- [Data rows]:
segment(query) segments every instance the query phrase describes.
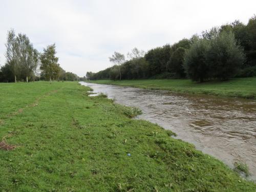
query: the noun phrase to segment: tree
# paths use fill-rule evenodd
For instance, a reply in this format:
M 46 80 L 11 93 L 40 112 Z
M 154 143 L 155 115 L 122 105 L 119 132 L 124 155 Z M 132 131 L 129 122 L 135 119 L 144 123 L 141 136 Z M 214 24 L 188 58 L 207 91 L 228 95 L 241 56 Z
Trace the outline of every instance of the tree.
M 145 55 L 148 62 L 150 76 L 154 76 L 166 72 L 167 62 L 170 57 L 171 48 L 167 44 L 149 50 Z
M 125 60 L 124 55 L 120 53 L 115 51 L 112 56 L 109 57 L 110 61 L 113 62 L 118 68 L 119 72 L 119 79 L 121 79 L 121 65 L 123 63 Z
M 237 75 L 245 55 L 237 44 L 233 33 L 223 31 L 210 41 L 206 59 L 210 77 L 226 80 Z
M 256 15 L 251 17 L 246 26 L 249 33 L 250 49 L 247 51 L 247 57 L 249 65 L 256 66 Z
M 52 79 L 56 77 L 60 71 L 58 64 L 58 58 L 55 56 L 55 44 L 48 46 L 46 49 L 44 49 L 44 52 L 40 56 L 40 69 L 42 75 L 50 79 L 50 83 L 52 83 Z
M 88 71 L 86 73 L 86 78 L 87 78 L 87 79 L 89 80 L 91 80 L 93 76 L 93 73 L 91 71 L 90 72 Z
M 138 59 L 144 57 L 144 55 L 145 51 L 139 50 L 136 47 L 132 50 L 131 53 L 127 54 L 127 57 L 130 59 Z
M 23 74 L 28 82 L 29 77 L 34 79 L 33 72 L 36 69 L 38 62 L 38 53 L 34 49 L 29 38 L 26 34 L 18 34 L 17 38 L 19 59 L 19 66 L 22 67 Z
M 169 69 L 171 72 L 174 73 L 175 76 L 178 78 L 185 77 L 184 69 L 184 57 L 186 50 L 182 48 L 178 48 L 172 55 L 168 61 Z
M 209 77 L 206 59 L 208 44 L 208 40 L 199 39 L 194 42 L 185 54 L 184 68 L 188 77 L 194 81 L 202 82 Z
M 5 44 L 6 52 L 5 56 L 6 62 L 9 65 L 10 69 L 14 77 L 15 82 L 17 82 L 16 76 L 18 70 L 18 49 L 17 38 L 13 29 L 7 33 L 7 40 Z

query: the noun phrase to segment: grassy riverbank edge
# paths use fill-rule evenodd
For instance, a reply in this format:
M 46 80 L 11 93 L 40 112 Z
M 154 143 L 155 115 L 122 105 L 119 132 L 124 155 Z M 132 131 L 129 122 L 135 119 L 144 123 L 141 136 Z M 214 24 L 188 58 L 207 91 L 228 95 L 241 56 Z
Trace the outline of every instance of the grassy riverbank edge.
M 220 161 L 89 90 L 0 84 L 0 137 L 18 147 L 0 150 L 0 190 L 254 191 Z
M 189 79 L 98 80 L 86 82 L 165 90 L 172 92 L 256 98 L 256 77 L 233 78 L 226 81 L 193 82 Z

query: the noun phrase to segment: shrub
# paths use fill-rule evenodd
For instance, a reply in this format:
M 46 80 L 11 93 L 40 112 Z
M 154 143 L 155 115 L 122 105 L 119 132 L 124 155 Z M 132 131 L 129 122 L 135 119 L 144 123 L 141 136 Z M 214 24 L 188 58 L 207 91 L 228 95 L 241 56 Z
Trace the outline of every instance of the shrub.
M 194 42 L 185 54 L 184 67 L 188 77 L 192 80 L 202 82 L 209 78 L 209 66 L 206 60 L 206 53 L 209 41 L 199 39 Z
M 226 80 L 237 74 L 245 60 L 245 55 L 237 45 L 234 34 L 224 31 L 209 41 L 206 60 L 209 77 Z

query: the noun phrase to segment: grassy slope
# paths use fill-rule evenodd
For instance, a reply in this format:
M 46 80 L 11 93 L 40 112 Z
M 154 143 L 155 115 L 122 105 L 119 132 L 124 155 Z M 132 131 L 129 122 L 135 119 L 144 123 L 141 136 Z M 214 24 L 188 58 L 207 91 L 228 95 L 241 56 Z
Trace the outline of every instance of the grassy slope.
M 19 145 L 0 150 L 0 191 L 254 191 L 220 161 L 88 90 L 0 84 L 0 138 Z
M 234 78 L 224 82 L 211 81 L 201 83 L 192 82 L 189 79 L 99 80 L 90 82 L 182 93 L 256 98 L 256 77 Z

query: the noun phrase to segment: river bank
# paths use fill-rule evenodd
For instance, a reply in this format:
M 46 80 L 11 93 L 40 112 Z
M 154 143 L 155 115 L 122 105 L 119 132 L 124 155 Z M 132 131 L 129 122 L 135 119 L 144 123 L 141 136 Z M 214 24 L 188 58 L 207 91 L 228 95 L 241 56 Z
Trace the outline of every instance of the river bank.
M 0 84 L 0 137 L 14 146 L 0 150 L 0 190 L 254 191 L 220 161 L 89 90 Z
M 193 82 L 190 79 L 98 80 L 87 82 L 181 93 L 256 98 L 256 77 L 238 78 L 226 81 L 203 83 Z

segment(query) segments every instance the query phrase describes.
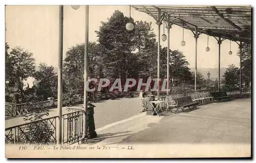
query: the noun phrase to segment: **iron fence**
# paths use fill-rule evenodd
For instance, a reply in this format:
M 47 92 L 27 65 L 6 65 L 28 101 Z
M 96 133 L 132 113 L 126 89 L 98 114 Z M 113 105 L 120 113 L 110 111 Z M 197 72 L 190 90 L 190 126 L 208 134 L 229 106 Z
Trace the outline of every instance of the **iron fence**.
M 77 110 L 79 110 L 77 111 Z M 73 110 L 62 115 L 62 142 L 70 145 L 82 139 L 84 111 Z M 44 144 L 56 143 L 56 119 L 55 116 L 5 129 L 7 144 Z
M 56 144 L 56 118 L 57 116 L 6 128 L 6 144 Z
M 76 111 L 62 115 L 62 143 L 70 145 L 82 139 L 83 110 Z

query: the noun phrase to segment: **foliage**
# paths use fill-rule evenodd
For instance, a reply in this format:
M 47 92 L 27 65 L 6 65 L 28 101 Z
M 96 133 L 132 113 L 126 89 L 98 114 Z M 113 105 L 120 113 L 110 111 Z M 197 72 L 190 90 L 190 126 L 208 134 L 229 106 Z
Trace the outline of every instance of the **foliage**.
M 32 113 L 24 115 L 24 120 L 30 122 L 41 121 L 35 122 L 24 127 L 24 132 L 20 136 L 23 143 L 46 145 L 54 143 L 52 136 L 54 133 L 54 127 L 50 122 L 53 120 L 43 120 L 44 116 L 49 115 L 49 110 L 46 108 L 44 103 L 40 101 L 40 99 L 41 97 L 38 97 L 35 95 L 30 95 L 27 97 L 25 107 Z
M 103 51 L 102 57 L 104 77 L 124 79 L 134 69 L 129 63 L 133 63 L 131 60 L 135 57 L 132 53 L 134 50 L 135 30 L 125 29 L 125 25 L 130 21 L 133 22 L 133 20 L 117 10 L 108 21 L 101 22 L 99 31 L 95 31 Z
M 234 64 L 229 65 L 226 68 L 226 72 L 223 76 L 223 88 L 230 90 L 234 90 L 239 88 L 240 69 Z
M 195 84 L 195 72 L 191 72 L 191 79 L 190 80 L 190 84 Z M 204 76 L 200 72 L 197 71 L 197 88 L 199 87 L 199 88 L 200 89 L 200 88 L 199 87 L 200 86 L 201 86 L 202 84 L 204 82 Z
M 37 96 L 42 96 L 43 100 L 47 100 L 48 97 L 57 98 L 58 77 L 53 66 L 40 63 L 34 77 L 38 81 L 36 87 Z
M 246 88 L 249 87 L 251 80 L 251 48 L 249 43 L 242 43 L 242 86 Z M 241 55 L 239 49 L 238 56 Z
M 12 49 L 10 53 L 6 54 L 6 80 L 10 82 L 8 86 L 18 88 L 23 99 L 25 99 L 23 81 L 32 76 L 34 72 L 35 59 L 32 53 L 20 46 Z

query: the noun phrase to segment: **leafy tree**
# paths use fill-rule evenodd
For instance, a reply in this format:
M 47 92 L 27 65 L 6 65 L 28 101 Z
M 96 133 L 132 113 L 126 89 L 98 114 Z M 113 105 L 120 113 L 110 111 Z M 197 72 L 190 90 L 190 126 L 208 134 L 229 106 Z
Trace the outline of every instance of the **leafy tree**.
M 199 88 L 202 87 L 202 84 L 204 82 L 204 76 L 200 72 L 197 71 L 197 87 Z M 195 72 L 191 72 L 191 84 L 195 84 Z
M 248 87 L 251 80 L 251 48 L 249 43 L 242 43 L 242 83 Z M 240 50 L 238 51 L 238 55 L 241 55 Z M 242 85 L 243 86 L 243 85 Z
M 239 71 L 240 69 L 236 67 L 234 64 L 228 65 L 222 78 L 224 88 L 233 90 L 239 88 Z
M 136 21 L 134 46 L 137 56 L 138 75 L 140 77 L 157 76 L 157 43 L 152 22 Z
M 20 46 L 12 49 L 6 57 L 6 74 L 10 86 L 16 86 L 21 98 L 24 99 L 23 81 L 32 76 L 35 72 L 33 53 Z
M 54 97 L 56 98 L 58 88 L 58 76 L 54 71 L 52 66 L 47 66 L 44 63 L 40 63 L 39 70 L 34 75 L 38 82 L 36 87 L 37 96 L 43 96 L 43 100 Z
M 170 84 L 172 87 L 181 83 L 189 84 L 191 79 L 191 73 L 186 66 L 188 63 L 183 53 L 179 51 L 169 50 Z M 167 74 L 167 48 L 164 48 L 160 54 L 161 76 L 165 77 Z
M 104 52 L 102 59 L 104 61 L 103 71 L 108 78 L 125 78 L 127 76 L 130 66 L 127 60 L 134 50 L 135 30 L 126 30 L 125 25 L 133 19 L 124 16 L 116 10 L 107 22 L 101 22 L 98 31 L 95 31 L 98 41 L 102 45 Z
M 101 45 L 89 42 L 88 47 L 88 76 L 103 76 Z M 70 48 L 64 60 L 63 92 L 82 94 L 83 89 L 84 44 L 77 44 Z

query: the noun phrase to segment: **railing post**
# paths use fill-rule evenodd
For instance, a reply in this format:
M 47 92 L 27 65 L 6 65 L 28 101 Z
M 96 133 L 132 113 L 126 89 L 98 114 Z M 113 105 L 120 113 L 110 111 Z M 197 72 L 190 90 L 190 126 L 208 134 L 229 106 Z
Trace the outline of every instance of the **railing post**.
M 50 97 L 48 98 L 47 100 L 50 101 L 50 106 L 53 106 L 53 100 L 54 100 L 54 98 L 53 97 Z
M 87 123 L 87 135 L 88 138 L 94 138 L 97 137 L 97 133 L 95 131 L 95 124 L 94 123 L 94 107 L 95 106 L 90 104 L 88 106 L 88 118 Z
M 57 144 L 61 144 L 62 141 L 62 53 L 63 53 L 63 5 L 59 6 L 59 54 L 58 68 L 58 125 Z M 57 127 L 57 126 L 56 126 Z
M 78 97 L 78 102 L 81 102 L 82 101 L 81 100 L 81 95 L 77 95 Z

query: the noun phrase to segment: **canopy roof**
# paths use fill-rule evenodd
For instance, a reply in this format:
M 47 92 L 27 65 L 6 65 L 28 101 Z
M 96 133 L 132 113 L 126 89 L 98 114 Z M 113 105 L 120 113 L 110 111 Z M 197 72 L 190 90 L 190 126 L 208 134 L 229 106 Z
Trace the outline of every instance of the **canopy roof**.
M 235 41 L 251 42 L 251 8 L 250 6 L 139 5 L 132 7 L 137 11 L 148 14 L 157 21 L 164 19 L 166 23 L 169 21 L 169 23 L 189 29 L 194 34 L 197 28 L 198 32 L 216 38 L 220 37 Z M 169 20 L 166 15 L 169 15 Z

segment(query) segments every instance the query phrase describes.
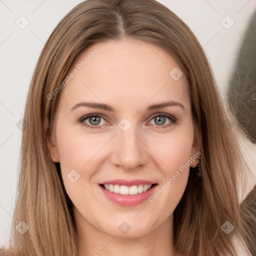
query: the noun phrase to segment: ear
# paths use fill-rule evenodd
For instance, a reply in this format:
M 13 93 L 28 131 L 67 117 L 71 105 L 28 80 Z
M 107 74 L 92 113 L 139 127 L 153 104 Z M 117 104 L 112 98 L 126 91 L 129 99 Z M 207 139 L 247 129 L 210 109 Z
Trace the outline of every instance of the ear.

- [The problem]: Rewrite the stretch from the line containing "query: the noun phrase to segment: **leafy" through the line containing "Trace the outline of every instance of the **leafy", swapping "leafy tree" for "pine tree" and leaving everything else as it stands.

- [Written answer]:
query: the noun phrase to segment: **pine tree**
# paths use fill-rule evenodd
For instance, a reply in this format:
M 47 92 L 27 65 L 6 65 L 28 101 Z
M 96 133 L 132 113 L 126 89 L 98 114 Z M 113 105 L 120 113 L 110 111 Z M 197 72 L 190 90 L 190 126 L 208 134 L 229 106 Z
Trace the outline of every instance of the **pine tree**.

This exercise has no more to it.